**** Document excerpt ****

We have huge files in FTP 400MB arriving at 5 minutes interval. I would like to process the files and check each event for anomaly. What would be the best toolset for this? Nifi and Flink are some of tool I am using.
I tried splitting the file but it takes more than 5 minutes to split. Is there faster way?
So is the getfile & splitfile processors taking 5 min ?
What is the use pattern of the data after the file is split.
Also it took me a secound to get a 400 mb split it in 5 files(split by lines number)
Hi @Adrian Oprea, Actually I am splitting the file into 10,0000 and then to 10000 and then to 1000 so on. As, the number of lines should be small to be sent to kafka. A single file would take 5 minutes or more. What is the most appropriate way to convert file into streams.
Your bottle neck is the flowfile repo configuration parameters.
Things to look for:
1 - is your repos sharing the same disk volume ?
I have for each major repo their own disk so i wont have to fight for IO and they are not on the same disk as the nifi install.
2 - what is the value of the nifi.queue.swap.threshold parameter, default is 20000 after this your NiFi will swap even with RAM available
Eg: if your max queue would be 4000000 lines make sure you have this set in the
Note: You JVM memory settings in the bootstrap.conf have to copmply with the volume allowed in your nifi.queue.swap.threshold, so if you have multiple data flows with 400 mb + what ever else you need to sum this to fit in your JVM Heap
3 - what is the Concurrent Tasks value on the SplitText by 10 ? (make sure this is 25% of Split by 1) eg:2
4 - what is the Concurrent Tasks value on the SplitText by 1 ? eg:8
I do a similar data flow and i can do 5000000 rows in 40 sec. This does not consider Kafka Push.
i hope this helps

****

## Set problem A
In the NiFi file-splitting thread, rewrite the paragraph beginning "We have huge files in FTP" more briefly, keeping its main facts.
## Set problem B
Reproduce the part of the NiFi file-splitting thread from "What is the use" up to and including "repo configuration parameters.".

**** Provided data ****

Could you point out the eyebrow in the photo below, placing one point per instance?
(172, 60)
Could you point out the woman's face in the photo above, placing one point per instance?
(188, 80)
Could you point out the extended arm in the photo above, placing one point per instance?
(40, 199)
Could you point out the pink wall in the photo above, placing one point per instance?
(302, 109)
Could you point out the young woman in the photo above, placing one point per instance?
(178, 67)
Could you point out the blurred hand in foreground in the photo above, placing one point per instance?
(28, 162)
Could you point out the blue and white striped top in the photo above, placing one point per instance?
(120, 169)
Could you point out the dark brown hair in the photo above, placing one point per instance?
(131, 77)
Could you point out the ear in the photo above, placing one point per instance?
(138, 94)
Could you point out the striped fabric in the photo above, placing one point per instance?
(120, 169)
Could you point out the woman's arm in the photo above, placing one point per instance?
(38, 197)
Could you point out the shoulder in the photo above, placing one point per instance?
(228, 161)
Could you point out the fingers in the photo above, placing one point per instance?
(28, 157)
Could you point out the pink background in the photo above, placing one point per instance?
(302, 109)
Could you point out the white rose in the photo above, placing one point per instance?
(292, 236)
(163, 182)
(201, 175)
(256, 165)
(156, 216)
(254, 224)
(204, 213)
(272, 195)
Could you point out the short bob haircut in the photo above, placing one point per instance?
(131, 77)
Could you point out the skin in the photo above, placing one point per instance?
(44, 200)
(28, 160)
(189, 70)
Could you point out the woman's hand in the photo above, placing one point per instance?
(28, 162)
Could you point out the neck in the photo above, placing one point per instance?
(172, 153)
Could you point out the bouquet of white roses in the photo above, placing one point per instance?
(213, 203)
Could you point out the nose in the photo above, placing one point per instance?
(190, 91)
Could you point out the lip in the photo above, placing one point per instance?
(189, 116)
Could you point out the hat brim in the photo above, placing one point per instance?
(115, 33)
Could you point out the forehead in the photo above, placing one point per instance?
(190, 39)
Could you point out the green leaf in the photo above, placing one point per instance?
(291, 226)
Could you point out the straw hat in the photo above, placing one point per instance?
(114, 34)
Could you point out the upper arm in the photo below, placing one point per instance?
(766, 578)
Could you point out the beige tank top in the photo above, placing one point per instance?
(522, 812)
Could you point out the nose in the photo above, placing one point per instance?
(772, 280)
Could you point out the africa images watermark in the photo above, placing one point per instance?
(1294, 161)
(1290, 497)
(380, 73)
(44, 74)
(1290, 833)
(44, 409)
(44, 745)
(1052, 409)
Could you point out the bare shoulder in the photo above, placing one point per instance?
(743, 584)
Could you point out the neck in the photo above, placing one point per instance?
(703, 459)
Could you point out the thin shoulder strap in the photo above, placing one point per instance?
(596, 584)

****

## Finished answer A
Files of 400MB arrive in FTP every 5 minutes, and each event in them needs to be processed and checked for anomalies. The poster asks which toolset is best for this and mentions using Nifi and Flink.

## Finished answer B
What is the use pattern of the data after the file is split.
Also it took me a secound to get a 400 mb split it in 5 files(split by lines number)
Hi @Adrian Oprea, Actually I am splitting the file into 10,0000 and then to 10000 and then to 1000 so on. As, the number of lines should be small to be sent to kafka. A single file would take 5 minutes or more. What is the most appropriate way to convert file into streams.
Your bottle neck is the flowfile repo configuration parameters.